-- BEGIN --

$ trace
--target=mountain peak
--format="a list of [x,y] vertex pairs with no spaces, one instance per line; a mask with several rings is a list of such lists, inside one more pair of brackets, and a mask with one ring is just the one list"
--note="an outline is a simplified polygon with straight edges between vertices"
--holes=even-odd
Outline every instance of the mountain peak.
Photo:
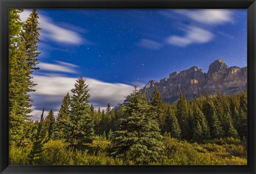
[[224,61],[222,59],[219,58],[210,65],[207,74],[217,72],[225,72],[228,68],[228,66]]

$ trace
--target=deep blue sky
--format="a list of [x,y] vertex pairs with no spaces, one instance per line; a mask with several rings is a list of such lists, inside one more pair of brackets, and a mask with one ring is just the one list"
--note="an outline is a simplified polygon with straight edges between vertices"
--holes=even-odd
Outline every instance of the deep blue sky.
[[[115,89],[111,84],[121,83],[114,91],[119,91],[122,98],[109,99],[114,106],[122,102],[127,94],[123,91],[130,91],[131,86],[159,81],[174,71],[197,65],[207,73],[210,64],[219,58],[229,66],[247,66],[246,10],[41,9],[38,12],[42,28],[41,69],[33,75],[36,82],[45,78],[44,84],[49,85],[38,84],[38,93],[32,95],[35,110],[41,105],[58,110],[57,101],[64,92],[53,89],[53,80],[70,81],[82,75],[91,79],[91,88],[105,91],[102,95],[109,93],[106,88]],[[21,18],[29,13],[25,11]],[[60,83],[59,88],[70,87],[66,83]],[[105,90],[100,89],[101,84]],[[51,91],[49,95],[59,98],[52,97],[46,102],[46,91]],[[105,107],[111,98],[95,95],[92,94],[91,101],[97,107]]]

-- END --

[DIRECTIONS] Please arrange the listing above as a two-column CSV with the headers input and output, one row for each $ trace run. Put its text and its answer each in one quoted field, replace line breaks with spaces, and leave the pictures out.

[WORKED ANSWER]
input,output
"$ trace --target=mountain peak --format=""a list of [x,y] vertex pairs with no spaces, one instance per line; a mask with several rings is a list of such lists, inside one more pair of brackets, and a mask with one ring is just the one list"" --note=""an outline is a simplified polygon with straight edges between vertices"" --holes=even-odd Outline every instance of the mountain peak. Photo:","[[224,61],[222,59],[219,58],[210,65],[207,74],[217,72],[225,72],[228,68],[228,66]]"
"$ trace --target=deep blue sky --format=""a list of [x,y] vertex pairs with no spaces, one instance per line; a mask with several rings is a list of such lists, inside one more pair of brackets, and a mask with one ring is just the one list"" --note=""an outline is a simplified polygon with straight edges between vertices"" --holes=even-odd Outline every instance of the deep blue sky.","[[[115,89],[111,84],[121,83],[114,91],[119,91],[122,98],[109,99],[114,106],[122,102],[127,94],[123,91],[130,91],[131,86],[159,81],[174,71],[197,65],[207,73],[210,64],[219,58],[229,66],[247,66],[246,10],[41,9],[38,12],[42,28],[41,69],[33,75],[36,82],[45,78],[44,84],[49,85],[38,84],[38,93],[32,95],[35,110],[41,105],[58,110],[57,101],[64,92],[53,89],[53,80],[70,81],[82,75],[91,79],[91,88],[105,91],[102,95],[109,93],[106,88]],[[21,18],[29,13],[25,11]],[[60,83],[59,88],[70,87],[66,83]],[[105,90],[100,89],[101,84]],[[51,91],[49,95],[59,98],[52,97],[46,102],[46,91]],[[105,107],[111,98],[95,95],[92,94],[91,101],[97,107]]]"